- Objective
Answer these questions about the notebook text:
(a) What does the note at the top say is needed to run the notebook?
(b) Which three CSV files does it read as input?
(c) According to the step list, what search term is used when no country is available?

- Text extract
┌──

Note: To run this notebook, you would need a google maps api key. Pls enter api key in the cell below

In [10]:
# Google maps client setup
from googlemaps import Client as GoogleMapsClient
############
# api_key = 
############
gmaps = GoogleMapsClient(api_key)

In [11]:
# import modules
import pandas as pd
import geopy
from unidecode import unidecode


from geopy.geocoders import Nominatim
from fuzzywuzzy import process
from unidecode import unidecode
from spellchecker import SpellChecker
import time


from geopy.geocoders import Nominatim
from geopy.exc import GeocoderTimedOut, GeocoderServiceError
import requests
import time
import numpy as np

In [12]:
# read input files
df = pd.read_csv("location_changes.csv")
wpi = pd.read_csv("WPI.csv")
iso_codes = pd.read_csv("ISO_codes.csv")

In [13]:

wpi["locode"]= wpi["UN/LOCODE"].str[:2]
wpi=wpi[["locode","Country Code"]].drop_duplicates(subset='locode')
wpi= wpi.rename(columns= {"Country Code":"country"})
wpi= wpi.drop(index=0).reset_index(drop= True)

iso_codes= iso_codes[["name","alpha-2"]]

In [14]:
df = df.rename(columns= {"previous_country":"previous_country_code", "country":"country_code"})

# merge country info from wpi ( for both previous country and current country)
df= pd.merge(left = df, right=wpi , left_on="previous_country_code", right_on= "locode", how= "left")
df = df.rename(columns= {"country":"previous_country"})
df = df.drop(columns= "locode")
df = pd.merge(left = df, right=wpi , left_on="country_code", right_on= "locode", how= "left")


# where country info is still missing, merge country info from iso_codes
df = pd.merge(left = df, right=iso_codes , left_on="country_code", right_on= "alpha-2", how= "left")
df = df.drop(columns = "alpha-2")
df['country'] = df['country'].fillna(df['name'])
df = df.drop(columns="name")
df = pd.merge(left = df, right=iso_codes , left_on="previous_country_code", right_on= "alpha-2", how= "left")
df = df.drop(columns = "alpha-2")
df['previous_country'] = df['previous_country'].fillna(df['name'])
df = df.drop(columns="name")




In [15]:

# extract required columns
df= df[["player_id","date","previous_country_code","previous_country","previous_location","country_code","country","location"]]

# filter only rows where at least one of 'previous country' or 'current country' exist
df = df[~((df["previous_location"].isna()) & (df["location"].isna()))].reset_index(drop = True)


The fucntion below performs the following:   

1) id country is not NA, use city + country as search term   
2) if there is no country available search with city only
3) Look through the returned json payload, skip results athat are partial matches   
4) Extract the address compomemt of the result   
5) From the address component, extract the country, extract the city.   
6) Now, check if the country compoent matches the country in the search term. If yes, extract the location componet (lat and lon). If no, return none  
7) if 2) i.e. no country in search term, simply return the lat and lon 


In [16]:
# Function to geocode location or reverse geocode coordinates
def geocode_location(city_name, country_name=None):
    try:
        if pd.isna(city_name) or not isinstance(city_name, str):
            return None, None, None, None  # Handle missing or invalid inputs 

        # geocode with city_name and country_name if provided
        if country_name and isinstance(country_name, str):
            result = gmaps.geocode(f"{city_name}, {country_name}")

└──

- Data listing
┌──

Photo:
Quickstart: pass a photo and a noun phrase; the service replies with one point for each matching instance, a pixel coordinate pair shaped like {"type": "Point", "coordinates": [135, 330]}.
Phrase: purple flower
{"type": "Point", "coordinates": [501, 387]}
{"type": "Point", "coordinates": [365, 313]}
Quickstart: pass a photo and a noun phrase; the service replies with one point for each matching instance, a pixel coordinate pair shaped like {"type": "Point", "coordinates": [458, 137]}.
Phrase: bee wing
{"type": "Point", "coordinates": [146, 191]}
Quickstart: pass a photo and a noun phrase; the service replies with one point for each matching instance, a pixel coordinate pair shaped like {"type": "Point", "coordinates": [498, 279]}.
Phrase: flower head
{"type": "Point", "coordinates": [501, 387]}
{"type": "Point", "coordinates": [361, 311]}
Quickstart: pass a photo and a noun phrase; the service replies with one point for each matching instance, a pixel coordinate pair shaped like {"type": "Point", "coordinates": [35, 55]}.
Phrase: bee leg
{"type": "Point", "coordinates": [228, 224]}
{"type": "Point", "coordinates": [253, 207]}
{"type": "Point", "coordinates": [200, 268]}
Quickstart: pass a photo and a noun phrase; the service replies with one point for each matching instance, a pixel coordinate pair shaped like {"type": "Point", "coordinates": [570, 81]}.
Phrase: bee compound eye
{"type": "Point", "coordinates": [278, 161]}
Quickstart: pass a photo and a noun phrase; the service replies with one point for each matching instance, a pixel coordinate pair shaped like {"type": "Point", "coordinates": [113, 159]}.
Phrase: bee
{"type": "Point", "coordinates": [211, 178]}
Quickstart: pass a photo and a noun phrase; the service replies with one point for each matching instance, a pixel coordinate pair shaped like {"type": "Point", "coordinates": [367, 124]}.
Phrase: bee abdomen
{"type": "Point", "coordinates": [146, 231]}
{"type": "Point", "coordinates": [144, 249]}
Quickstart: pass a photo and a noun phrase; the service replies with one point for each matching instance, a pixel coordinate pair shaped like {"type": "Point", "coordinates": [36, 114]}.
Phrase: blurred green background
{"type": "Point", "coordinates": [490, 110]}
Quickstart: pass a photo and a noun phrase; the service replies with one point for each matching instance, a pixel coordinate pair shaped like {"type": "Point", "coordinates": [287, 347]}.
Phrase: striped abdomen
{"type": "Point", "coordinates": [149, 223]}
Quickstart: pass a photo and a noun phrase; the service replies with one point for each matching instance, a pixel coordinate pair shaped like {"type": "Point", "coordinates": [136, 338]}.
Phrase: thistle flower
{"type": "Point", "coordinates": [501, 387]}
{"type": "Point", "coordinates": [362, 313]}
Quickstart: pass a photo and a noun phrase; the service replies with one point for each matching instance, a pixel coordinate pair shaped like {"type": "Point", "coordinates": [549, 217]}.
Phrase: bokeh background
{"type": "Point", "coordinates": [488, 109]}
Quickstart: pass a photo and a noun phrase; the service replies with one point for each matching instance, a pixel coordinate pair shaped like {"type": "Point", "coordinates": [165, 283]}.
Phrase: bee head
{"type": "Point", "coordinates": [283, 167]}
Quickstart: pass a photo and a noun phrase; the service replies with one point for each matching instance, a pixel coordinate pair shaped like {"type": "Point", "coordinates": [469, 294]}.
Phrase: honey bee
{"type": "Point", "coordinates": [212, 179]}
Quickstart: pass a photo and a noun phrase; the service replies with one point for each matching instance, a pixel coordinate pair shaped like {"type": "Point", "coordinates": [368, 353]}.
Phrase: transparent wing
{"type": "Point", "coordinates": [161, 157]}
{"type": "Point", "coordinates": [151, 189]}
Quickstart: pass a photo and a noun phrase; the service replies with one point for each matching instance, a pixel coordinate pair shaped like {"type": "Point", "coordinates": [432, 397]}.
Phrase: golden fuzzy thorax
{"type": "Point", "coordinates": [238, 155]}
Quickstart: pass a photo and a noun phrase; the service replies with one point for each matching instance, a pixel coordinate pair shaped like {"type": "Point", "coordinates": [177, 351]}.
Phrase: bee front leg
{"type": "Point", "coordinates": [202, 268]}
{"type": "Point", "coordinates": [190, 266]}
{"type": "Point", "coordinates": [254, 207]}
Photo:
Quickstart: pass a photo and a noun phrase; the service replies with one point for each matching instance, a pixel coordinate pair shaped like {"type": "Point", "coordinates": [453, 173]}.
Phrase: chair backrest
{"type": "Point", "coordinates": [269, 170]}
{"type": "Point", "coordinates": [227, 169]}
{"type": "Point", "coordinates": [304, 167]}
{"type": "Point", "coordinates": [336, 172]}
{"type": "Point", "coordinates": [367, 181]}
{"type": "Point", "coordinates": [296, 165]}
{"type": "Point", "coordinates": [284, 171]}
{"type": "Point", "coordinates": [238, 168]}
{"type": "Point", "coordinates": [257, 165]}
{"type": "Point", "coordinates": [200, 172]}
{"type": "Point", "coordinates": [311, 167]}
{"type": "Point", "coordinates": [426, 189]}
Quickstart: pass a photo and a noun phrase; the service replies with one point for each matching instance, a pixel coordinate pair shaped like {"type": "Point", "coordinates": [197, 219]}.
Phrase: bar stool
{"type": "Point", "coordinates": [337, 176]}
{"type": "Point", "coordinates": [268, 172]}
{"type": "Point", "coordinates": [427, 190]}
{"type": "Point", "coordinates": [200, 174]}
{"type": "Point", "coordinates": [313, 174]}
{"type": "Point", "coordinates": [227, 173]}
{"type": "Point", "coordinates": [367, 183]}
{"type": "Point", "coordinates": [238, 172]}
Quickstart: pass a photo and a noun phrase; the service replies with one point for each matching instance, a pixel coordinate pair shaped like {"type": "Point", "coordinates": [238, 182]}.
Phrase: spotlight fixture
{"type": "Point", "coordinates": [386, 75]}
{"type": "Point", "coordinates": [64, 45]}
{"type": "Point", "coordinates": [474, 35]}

└──

- Result of the exercise
(a) A Google Maps API key.
(b) location_changes.csv, WPI.csv and ISO_codes.csv.
(c) The city only.